基本的には医療界も他業種と違わず、需要と供給の関係に収束していくと思っています。先に述べた健診業務は報酬下落基調ですし、ニーズが多く需要が少ないと思われる産婦人科・小児科はフリーランス化することでかなりの高額契約ができるものと思われます。さらに代替不可の付加価値を得ることができたのなら(これは人間性や雇い主の思い込みも含まれる)、高額契約のチャンスかもしれません。
私見(そう、全て私見です)ではフリーランスのリスクが大きく見積もられすぎているように思います。イメージ先行というか。その分のリスクプレミアムが上乗せされた報酬ということになっているのでしょう。先行者プレミアムはおそらく既に某○chでいう先代の人々により得られていると思われます。これは現在のように斡旋業がいないリスクに対するリスクプレミアムととることもできるかもしれません。

さて、実際どのように勤務先ポートフォリオを組んでいくべきか。金融モダンポートフォリオ理論ではリスクを限定しその中で最大のリターンを得ようとします。フリーランス医師勤務先ポートフォリオにおいて、リスクの分散はできるだけ多くの勤務先に就いて、首切られリスクが発生しても損害を最小限にするという戦略かもしれません。
つまり多くの勤務は午前・午後・当直帯の3勤務帯にあり月から土の6日間と日曜日と分けることができます。3(勤務帯)X6(日)=18(勤務帯)、あと日曜日。このコマ数をどう配分(アロケーション)するのかということです。

①まず決めるのはどの位休みたいか。また当直をやるのかということです。
ここでは極々標準的な週40時間労働編としましょう。つまり月~金の午前・午後の10コマだけ勤務するということにします。週休2日、当直なし。僕を含めて多くの医師から見ると夢の生活です。

②次に決めることはどの業種を選んでいくのか。
専門をもっている方はできるだけ組み入れていくべきと考えます。リスクが相対的に少なく、リターンを大きくできる可能性があるからです。専門のない方は相対的にリスクの高い業種を選ぶことになります。

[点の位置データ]
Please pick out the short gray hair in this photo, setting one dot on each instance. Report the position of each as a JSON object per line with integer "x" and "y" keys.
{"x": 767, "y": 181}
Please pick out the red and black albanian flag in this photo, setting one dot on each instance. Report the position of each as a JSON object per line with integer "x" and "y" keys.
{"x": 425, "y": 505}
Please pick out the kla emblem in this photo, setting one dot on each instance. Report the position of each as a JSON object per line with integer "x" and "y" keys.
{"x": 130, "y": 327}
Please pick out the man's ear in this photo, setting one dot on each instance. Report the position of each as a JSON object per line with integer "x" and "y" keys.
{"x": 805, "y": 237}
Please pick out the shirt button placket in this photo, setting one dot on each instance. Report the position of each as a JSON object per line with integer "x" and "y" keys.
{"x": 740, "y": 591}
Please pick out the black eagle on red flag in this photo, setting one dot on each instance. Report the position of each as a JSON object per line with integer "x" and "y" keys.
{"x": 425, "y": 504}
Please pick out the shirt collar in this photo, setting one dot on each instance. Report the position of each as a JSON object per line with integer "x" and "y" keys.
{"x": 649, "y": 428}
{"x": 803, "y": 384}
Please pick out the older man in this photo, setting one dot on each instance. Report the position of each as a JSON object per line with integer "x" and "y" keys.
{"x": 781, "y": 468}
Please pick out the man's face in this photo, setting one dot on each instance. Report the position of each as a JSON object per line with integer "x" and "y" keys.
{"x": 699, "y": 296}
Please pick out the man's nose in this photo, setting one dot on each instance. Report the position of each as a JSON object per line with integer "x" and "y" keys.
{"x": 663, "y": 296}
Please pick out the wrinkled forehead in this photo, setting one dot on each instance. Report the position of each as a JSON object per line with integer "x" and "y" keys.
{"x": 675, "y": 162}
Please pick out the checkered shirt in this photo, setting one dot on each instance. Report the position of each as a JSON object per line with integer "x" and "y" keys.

* 作業内容
1) 本文の「基本的には医療界も他業種と違」から下の「ン)するのかということです。」までを、すべて一字一句変えずに書き写してください。
2) 次の(a)〜(c)が本文の内容と合うかどうかを「はい」か「いいえ」で答え、それぞれ判断の決め手となる本文の語句を正確に引用せよ。(a) 週40時間労働の例では、月~金の午前・午後の10コマだけ勤務することにしている。(b) 健診業務の報酬は上昇基調にあるとしている。(c) 専門のない方は、相対的にリスクの低い業種を選ぶことになるとしている。

* 各作業の解答
1)
基本的には医療界も他業種と違わず、需要と供給の関係に収束していくと思っています。先に述べた健診業務は報酬下落基調ですし、ニーズが多く需要が少ないと思われる産婦人科・小児科はフリーランス化することでかなりの高額契約ができるものと思われます。さらに代替不可の付加価値を得ることができたのなら(これは人間性や雇い主の思い込みも含まれる)、高額契約のチャンスかもしれません。
私見(そう、全て私見です)ではフリーランスのリスクが大きく見積もられすぎているように思います。イメージ先行というか。その分のリスクプレミアムが上乗せされた報酬ということになっているのでしょう。先行者プレミアムはおそらく既に某○chでいう先代の人々により得られていると思われます。これは現在のように斡旋業がいないリスクに対するリスクプレミアムととることもできるかもしれません。

さて、実際どのように勤務先ポートフォリオを組んでいくべきか。金融モダンポートフォリオ理論ではリスクを限定しその中で最大のリターンを得ようとします。フリーランス医師勤務先ポートフォリオにおいて、リスクの分散はできるだけ多くの勤務先に就いて、首切られリスクが発生しても損害を最小限にするという戦略かもしれません。
つまり多くの勤務は午前・午後・当直帯の3勤務帯にあり月から土の6日間と日曜日と分けることができます。3(勤務帯)X6(日)=18(勤務帯)、あと日曜日。このコマ数をどう配分(アロケーション)するのかということです。

2)
(a) はい:「つまり月~金の午前・午後の10コマだけ勤務するということにします。」
(b) いいえ:「先に述べた健診業務は報酬下落基調ですし」
(c) いいえ:「専門のない方は相対的にリスクの高い業種を選ぶことになります。」